#### Dataset
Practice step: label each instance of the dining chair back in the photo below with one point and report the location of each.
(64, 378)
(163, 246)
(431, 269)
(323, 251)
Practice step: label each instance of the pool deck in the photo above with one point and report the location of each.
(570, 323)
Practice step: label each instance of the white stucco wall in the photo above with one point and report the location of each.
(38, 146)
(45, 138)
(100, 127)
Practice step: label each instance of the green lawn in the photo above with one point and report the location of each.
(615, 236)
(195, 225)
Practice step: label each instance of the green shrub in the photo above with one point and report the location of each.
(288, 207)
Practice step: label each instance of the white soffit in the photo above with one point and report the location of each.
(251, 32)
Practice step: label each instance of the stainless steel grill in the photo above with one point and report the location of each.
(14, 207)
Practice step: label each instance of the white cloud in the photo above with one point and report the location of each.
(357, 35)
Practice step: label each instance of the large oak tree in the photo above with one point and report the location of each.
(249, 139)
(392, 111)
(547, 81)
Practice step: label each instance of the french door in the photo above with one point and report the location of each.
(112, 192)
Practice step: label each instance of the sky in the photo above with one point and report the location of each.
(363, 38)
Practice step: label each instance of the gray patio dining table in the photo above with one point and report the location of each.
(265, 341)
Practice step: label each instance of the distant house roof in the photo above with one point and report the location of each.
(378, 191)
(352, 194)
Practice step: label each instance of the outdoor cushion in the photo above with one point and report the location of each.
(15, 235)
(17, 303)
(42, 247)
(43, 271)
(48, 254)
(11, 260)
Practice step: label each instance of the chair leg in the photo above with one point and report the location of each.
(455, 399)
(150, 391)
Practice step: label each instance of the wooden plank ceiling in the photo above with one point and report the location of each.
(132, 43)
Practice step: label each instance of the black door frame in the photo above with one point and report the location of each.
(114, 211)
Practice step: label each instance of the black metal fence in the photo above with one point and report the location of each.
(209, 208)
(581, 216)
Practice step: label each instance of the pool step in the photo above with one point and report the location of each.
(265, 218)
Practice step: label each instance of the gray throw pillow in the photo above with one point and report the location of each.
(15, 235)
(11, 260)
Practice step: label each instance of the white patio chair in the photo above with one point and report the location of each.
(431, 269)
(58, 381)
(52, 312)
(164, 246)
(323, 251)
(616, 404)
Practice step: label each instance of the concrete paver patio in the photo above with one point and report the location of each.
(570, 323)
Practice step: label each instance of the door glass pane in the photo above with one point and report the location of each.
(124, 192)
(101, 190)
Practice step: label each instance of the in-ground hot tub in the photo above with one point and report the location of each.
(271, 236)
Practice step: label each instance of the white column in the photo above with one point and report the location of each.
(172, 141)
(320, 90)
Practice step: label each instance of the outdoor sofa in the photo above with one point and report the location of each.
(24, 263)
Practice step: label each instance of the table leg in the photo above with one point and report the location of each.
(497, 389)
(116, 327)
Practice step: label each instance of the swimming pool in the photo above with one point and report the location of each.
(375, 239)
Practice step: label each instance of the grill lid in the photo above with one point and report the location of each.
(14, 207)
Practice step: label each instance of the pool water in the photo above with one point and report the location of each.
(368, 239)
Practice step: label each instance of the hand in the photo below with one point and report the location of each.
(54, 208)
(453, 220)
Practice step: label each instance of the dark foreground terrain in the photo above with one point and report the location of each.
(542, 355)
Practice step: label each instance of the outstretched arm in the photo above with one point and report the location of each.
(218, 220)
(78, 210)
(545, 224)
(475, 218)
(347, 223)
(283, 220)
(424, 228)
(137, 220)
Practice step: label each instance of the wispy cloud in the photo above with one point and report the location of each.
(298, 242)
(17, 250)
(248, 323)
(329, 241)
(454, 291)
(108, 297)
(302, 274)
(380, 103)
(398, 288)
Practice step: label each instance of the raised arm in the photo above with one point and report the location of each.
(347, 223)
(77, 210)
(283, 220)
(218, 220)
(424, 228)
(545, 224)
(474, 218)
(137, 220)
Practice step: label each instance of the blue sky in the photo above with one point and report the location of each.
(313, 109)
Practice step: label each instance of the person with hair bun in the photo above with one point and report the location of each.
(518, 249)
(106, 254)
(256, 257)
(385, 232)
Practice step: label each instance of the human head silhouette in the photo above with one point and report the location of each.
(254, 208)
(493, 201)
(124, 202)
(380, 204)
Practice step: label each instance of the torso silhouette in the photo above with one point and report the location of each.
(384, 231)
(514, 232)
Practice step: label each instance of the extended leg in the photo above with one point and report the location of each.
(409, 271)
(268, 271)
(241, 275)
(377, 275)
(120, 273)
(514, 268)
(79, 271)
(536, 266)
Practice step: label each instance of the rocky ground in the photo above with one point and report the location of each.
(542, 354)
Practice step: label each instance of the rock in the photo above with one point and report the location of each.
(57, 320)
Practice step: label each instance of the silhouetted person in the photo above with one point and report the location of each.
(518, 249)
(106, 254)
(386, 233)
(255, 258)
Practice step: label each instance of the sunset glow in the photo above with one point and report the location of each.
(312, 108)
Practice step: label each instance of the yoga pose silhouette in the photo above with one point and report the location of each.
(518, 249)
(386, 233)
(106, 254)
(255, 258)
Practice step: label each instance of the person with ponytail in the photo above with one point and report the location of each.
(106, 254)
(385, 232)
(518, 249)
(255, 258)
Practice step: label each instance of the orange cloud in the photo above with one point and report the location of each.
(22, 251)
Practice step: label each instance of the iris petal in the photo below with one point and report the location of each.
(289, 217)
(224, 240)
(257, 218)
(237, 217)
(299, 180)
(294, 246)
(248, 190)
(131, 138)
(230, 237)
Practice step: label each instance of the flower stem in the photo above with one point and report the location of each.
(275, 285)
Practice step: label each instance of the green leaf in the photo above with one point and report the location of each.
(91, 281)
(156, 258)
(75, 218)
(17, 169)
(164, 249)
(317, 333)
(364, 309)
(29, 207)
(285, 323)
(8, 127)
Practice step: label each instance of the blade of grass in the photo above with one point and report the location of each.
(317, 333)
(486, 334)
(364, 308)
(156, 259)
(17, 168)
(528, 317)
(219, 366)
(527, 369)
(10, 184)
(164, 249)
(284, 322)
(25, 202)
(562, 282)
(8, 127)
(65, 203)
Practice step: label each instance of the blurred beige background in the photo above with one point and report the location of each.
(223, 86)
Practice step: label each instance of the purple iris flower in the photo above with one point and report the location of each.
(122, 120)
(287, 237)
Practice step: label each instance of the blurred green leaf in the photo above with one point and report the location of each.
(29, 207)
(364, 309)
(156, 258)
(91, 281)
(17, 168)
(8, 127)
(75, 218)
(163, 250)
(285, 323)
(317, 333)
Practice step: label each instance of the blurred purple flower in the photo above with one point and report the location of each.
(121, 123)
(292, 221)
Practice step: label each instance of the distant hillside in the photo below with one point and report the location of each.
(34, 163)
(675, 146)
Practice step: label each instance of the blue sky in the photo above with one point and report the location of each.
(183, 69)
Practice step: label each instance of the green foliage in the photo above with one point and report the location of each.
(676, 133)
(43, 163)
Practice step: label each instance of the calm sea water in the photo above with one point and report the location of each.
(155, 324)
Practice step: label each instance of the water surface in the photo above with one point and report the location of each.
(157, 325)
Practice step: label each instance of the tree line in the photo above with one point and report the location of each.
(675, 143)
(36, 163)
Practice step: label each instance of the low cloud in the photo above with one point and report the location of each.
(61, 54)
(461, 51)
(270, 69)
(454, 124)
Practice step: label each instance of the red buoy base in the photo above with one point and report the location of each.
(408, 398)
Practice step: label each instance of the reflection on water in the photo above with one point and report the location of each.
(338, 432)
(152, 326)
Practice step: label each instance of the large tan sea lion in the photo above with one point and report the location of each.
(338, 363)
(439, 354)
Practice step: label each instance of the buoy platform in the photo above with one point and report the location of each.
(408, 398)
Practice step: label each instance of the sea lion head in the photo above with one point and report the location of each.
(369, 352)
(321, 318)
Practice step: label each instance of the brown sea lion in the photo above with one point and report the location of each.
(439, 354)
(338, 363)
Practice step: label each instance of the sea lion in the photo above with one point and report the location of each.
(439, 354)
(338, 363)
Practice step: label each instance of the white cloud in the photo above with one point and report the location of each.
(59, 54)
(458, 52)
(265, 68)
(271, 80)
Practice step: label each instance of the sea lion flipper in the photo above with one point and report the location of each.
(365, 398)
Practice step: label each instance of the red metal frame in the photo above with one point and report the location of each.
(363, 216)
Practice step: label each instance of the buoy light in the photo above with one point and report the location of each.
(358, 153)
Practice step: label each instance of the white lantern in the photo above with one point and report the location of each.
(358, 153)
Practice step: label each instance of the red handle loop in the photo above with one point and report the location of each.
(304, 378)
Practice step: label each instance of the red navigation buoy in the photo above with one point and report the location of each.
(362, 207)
########
Quote only the lines from the line containing "Practice step: label each instance of the red metal" through the end of the entries, keeping the first and the last.

Expected answer
Practice step: label each instance of the red metal frame in the photo above with one point and report the location of each.
(363, 216)
Practice step: label each instance of the buoy light in the photo above with one point and report the location of each.
(358, 153)
Practice step: label each instance of the white lantern in the photo above with one point and report the location of each.
(358, 153)
Practice step: label each instance of the red handle loop in the photo above with one point and report the location of each.
(304, 378)
Practice step: label each instance of the red navigation buoy in the photo above with one point and report the location of each.
(362, 207)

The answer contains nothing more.